Notas sobre o território e a arquitetura manicomial
A construção juqueriense seguiu o padrão de hospital e hospício da era industrial, que resultou da evolução das construções hospitalares desde a Antiguidade e que cruzaram séculos, com tipologia e aspectos formais comuns a cada período, como mostra o quadro de Le Mandat (1989). Pevner (1979) e Miquelin (1992) apontam que, no final do século XVIII, os hospitais e asilos urbanos exibiam alto grau de mortalidade, insalubridade e promiscuidade, e com isso foram feitas pesquisas científicas que auxiliaram no planejamento hospitalar do século XIX. Avaliou-se que a doença mental era passível de tratamento, ocasião que seus enfermos ficavam confinados em prisões, instituições como a Santa Casa de Misericórdia, quando não vagantes pelas ruas sujeitos aos maus tratos, como os de famílias mais carentes [10].
Na Europa oitocentista dominaram-se as ações de higienismo, que implicaram em grandes mudanças nas formas sociais urbanas e no seu modo de vida e se redesenhou a cidade e outra cultura técnica, com novas medidas, dirigido à população menos favorecidas, abrangendo-se assim toda a sociedade. Tais medidas levaram algumas enfermidades ao isolamento urbano, social e moral, com as instalações de manicômios, leprosários e sanatórios, fora da cidade, a fim de combater as nefastas epidemias que atingiam todas as classes sociais.
Os avanços das ciências médicas e das novas técnicas construtivas influenciaram a instalação de monoblocos horizontais, que admitiu o zoneamento funcional, a classificação por sexo e a separação dos diferentes graus e estágios de enfermidades. Esses conjuntos ocuparam terrenos cada vez maiores até alcançar a sua síntese formal no período entre as Guerras, cujo arranjo pavilhonar foi alvo de críticas e substituídos por blocos verticais mais compactos e de origem norte-americana, com plantas em “H” ou “T”, em terrenos menores, econômicos e prevista a sua ampliação, pois avaliaram que não era mais necessários os pavilhões em função da ventilação e luz natural, pois o problema maior era a falta de assepsia. O uso do concreto armado neste período permitiu o maior número de pavimentos [11].

:: SOBRE A TAREFA ::
Reescreva o trecho do texto sobre arquitetura manicomial que vai de "Na Europa oitocentista" até "as classes sociais.", trocando "sanatórios" por "asilos".

:: EXTRATO DE DADOS ::

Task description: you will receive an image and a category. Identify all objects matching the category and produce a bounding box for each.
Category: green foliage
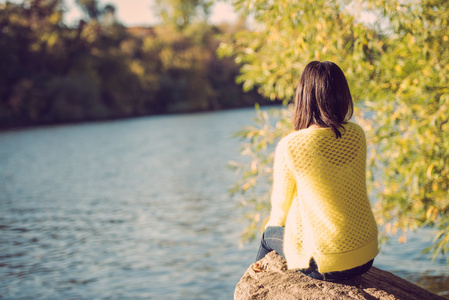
[0,0,263,127]
[154,0,213,29]
[226,0,449,257]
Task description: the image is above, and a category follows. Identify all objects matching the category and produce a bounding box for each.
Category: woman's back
[272,123,377,267]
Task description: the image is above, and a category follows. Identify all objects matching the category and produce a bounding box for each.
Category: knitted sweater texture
[267,122,378,273]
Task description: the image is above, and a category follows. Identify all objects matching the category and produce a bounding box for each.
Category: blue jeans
[256,226,374,281]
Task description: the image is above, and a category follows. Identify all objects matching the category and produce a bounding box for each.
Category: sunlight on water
[0,109,449,299]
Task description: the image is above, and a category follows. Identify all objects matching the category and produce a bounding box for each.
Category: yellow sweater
[267,123,378,273]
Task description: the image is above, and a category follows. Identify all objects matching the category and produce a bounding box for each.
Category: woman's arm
[265,139,296,228]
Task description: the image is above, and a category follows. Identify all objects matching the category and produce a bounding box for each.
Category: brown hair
[293,61,354,138]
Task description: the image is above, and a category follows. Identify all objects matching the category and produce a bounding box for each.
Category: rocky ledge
[234,251,445,300]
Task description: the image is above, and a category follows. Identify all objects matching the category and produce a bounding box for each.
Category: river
[0,109,449,299]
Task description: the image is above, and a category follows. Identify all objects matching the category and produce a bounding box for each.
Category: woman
[257,61,378,281]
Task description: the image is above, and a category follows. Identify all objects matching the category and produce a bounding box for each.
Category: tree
[224,0,449,257]
[155,0,213,29]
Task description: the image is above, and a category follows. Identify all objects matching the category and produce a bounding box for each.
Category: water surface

:: RESPOSTA ::
Na Europa oitocentista dominaram-se as ações de higienismo, que implicaram em grandes mudanças nas formas sociais urbanas e no seu modo de vida e se redesenhou a cidade e outra cultura técnica, com novas medidas, dirigido à população menos favorecidas, abrangendo-se assim toda a sociedade. Tais medidas levaram algumas enfermidades ao isolamento urbano, social e moral, com as instalações de manicômios, leprosários e asilos, fora da cidade, a fim de combater as nefastas epidemias que atingiam todas as classes sociais.